▸ Task prompt:
Reproduce each of the following records line for line, with no changes to wording, spacing, or coordinates.

-- Start Data extract --

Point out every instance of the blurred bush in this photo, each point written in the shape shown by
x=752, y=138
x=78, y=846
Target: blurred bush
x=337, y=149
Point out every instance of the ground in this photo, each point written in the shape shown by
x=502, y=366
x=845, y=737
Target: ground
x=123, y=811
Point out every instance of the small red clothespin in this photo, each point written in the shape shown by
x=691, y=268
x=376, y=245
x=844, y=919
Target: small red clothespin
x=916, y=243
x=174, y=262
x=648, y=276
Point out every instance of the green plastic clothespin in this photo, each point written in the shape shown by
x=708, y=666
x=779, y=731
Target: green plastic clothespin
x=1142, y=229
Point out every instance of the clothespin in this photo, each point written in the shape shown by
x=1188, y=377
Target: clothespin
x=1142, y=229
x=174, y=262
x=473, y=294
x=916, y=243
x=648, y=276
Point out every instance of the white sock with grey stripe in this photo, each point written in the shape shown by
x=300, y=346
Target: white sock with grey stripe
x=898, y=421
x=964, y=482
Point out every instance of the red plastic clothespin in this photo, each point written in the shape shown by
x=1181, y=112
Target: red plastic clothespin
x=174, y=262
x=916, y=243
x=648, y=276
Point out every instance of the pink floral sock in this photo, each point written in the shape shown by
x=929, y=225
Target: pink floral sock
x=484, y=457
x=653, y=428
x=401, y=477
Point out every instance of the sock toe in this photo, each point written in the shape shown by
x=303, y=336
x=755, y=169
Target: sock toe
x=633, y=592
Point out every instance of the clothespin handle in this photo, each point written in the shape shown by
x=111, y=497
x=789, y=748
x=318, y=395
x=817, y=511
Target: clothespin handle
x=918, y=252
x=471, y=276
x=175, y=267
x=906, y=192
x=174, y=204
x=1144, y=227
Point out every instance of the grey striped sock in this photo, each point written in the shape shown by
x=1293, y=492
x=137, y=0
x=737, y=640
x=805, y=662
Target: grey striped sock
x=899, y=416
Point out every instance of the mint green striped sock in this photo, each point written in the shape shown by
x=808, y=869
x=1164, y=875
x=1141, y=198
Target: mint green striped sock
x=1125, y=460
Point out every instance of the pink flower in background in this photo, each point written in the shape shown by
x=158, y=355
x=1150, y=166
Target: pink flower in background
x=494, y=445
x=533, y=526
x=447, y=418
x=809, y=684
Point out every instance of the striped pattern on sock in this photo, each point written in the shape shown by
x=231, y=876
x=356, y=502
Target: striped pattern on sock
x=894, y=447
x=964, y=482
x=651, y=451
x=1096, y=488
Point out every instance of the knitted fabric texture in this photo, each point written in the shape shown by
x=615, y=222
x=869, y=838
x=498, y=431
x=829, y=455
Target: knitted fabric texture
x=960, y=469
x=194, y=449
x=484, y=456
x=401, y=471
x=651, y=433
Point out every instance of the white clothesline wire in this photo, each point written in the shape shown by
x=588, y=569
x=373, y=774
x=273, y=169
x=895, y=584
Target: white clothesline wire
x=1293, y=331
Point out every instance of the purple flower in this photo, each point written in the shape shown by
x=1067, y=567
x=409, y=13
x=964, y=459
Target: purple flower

-- End Data extract --

▸ Exercise solution:
Point out every instance of the blurred bush in this photo, each point written in the shape shown by
x=752, y=138
x=78, y=846
Target: blurred bush
x=337, y=149
Point out every instance of the ground in this photo, each point written in the shape shown by
x=502, y=366
x=845, y=737
Target: ground
x=123, y=811
Point out every instance of the small red clothespin in this photo, each point written in the shape shown by
x=691, y=268
x=376, y=245
x=844, y=919
Target: small red clothespin
x=916, y=243
x=174, y=262
x=648, y=276
Point out every instance of the green plastic clothespin in this photo, each point written in the shape shown by
x=708, y=666
x=779, y=731
Target: green plastic clothespin
x=1142, y=229
Point out every instance of the clothespin in this photo, each point written in the shape shown by
x=1188, y=377
Target: clothespin
x=1142, y=229
x=174, y=262
x=473, y=294
x=916, y=243
x=648, y=276
Point out every instance of the white sock with grey stripe in this photo, each point written in the shape shown by
x=300, y=346
Target: white sock with grey stripe
x=898, y=421
x=964, y=482
Point out every instance of the red plastic clothespin in this photo, each point written in the shape shown by
x=1181, y=112
Target: red plastic clothespin
x=174, y=262
x=916, y=243
x=648, y=276
Point out every instance of the pink floral sock in this photo, each point written in the shape shown by
x=929, y=225
Target: pink floral sock
x=484, y=457
x=653, y=428
x=401, y=477
Point out every instance of the sock toe in this photo, each point written in the shape shown by
x=303, y=336
x=755, y=169
Target: sock toe
x=633, y=592
Point out every instance of the clothespin handle in this photo, each point written in the shape shown by
x=111, y=497
x=789, y=748
x=318, y=395
x=817, y=511
Target: clothespin handle
x=918, y=252
x=471, y=276
x=175, y=267
x=906, y=192
x=174, y=204
x=1144, y=227
Point out every instance of the grey striped sock in this photo, each point written in the shape shown by
x=1293, y=492
x=137, y=0
x=737, y=640
x=805, y=662
Target: grey striped sock
x=899, y=416
Point out every instance of the mint green striped sock in this photo, each point written in the shape shown by
x=808, y=869
x=1164, y=875
x=1141, y=198
Target: mint green striped sock
x=1125, y=460
Point out every instance of the pink flower in background in this photo, each point written in the shape shown by
x=158, y=355
x=1150, y=166
Target: pink flower in background
x=494, y=445
x=533, y=526
x=447, y=418
x=809, y=684
Point out every instance of the striped pattern on sock in this photo, each point written in the shape shown by
x=231, y=876
x=356, y=502
Target: striped pattern on sock
x=894, y=447
x=964, y=482
x=651, y=451
x=1096, y=488
Point out every instance of the knitted fabric texture in this photo, each point written in the shape shown by
x=615, y=222
x=869, y=838
x=498, y=431
x=829, y=455
Target: knitted fabric texture
x=960, y=469
x=194, y=449
x=484, y=456
x=401, y=471
x=651, y=433
Point out every instance of the white clothesline wire in this photo, each point written in the shape shown by
x=588, y=569
x=373, y=774
x=273, y=169
x=895, y=584
Target: white clothesline wire
x=1293, y=331
Point out every instance of the purple flower in this photo, each point written in the shape shown by
x=1067, y=567
x=409, y=13
x=964, y=459
Target: purple flower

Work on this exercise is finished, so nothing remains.